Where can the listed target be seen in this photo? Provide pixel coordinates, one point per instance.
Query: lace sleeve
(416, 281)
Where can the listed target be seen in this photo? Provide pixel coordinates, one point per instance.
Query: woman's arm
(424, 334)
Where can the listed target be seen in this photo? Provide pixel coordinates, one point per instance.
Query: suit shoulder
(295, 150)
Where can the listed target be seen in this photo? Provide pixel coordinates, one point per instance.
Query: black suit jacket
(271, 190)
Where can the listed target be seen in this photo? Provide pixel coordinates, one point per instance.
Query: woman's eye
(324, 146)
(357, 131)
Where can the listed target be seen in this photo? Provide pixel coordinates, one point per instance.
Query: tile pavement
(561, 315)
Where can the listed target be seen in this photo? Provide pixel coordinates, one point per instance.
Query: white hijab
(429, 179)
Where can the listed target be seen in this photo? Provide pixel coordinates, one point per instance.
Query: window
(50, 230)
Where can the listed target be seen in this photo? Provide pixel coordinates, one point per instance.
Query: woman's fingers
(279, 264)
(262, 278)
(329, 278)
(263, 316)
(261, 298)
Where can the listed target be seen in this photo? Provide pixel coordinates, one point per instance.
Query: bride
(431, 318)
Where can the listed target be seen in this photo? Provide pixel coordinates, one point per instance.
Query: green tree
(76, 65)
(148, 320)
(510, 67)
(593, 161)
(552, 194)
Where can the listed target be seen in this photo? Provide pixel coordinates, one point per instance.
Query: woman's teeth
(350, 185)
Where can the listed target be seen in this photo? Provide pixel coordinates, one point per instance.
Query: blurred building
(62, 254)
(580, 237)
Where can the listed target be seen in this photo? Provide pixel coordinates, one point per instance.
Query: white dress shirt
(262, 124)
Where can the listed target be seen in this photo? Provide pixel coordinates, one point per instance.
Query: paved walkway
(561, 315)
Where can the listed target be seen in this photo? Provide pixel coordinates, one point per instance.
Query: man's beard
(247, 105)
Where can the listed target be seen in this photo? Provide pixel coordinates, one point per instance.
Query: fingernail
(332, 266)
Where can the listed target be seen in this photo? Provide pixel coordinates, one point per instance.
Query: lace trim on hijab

◆ **Work item**
What this exercise calls for is a precise transcription of the material above.

◆ **Written solution**
Where can the listed target be seen in this photo? Provide pixel coordinates, one point per instance.
Query: lace sleeve
(416, 281)
Where can the listed target be seen in this photo? Provide pixel coordinates, one point per instance.
Query: woman's arm
(424, 334)
Where can the listed target be seen in this photo? Provide pixel coordinates, one point per instance.
Query: suit shoulder
(295, 150)
Where can the listed target be seen in this photo? Provide pixel coordinates, one point per instance.
Query: black suit jacket
(271, 190)
Where can the listed target be seen in this photo? Provide pixel coordinates, one point per instance.
Query: woman's eye
(324, 146)
(357, 131)
Where can the listed target be seen in this photo? Provide pixel coordinates, one point per instance.
Query: tile pavement
(561, 315)
Where can the listed target be seen in this photo? Provide pixel coordinates, one point per instance.
Query: white hijab
(429, 179)
Where can the listed target be seen in this photo? Provide pixel coordinates, one point per instance.
Query: window
(50, 230)
Where can the listed target be seen in this photo? Provide pixel coordinates, one point per instance.
Query: woman's fingers
(279, 264)
(262, 278)
(329, 278)
(263, 316)
(261, 298)
Where can the listed target be seen in this photo? Provide pixel coordinates, one point per instance.
Query: bride
(431, 318)
Where can the listed target be seen in this photo? Provide pixel coordinates, one point per instance.
Query: green tree
(76, 65)
(148, 320)
(510, 67)
(593, 161)
(552, 194)
Where can the listed target be seen in this photo? Provide pixel coordinates, one point per instance.
Query: woman's teeth
(350, 185)
Where can the listed target be seen in this photo? Provide pixel coordinates, one point per instance.
Query: blurred building
(62, 254)
(580, 237)
Where can the listed target be seen in this photo? Provide pixel coordinates, one point per instance.
Query: white dress shirt
(262, 124)
Where can the listed target be seen in this photo? Provide pixel coordinates, one point per instance.
Query: paved walkway
(561, 315)
Where can the listed target be seen in this photo? Provide pixel coordinates, one point per instance.
Query: man's beard
(247, 105)
Where can the listed target be seen in this photo? Provide pixel coordinates, one point per instance.
Query: fingernail
(332, 266)
Where can the listed target be seen in this photo? Provide pixel coordinates, one point per instance.
Query: lace trim on hijab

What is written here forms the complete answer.